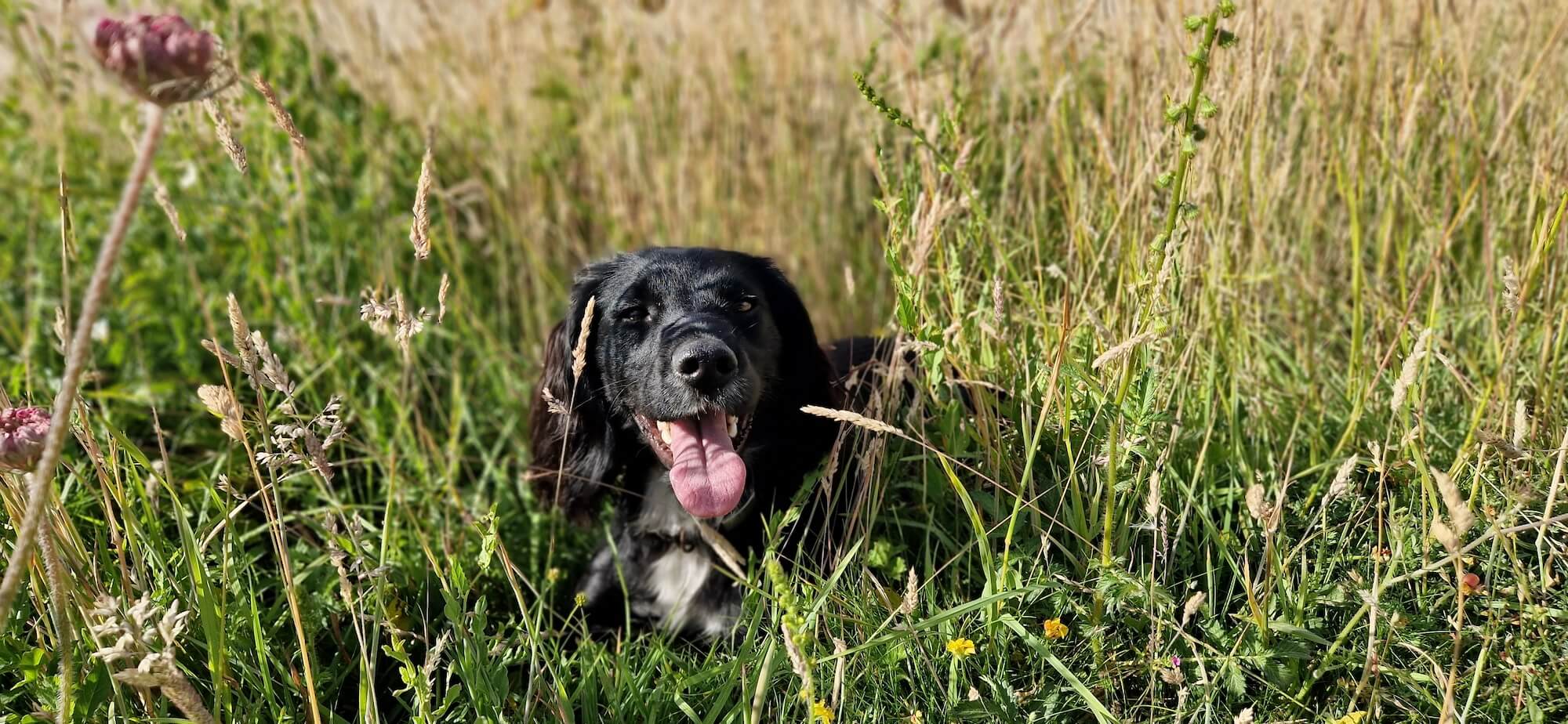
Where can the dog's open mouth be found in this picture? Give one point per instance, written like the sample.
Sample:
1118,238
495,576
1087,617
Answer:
706,471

•••••

_THE PROBLEM:_ Your answer must be an exact copy of the data above, minus its pictures.

_RESPONSE TO THE TASK:_
Where can the dog's open mouth be found in this picture? Give one point per instance, written like the sample.
Sample:
1118,238
495,576
1087,617
Answer:
706,471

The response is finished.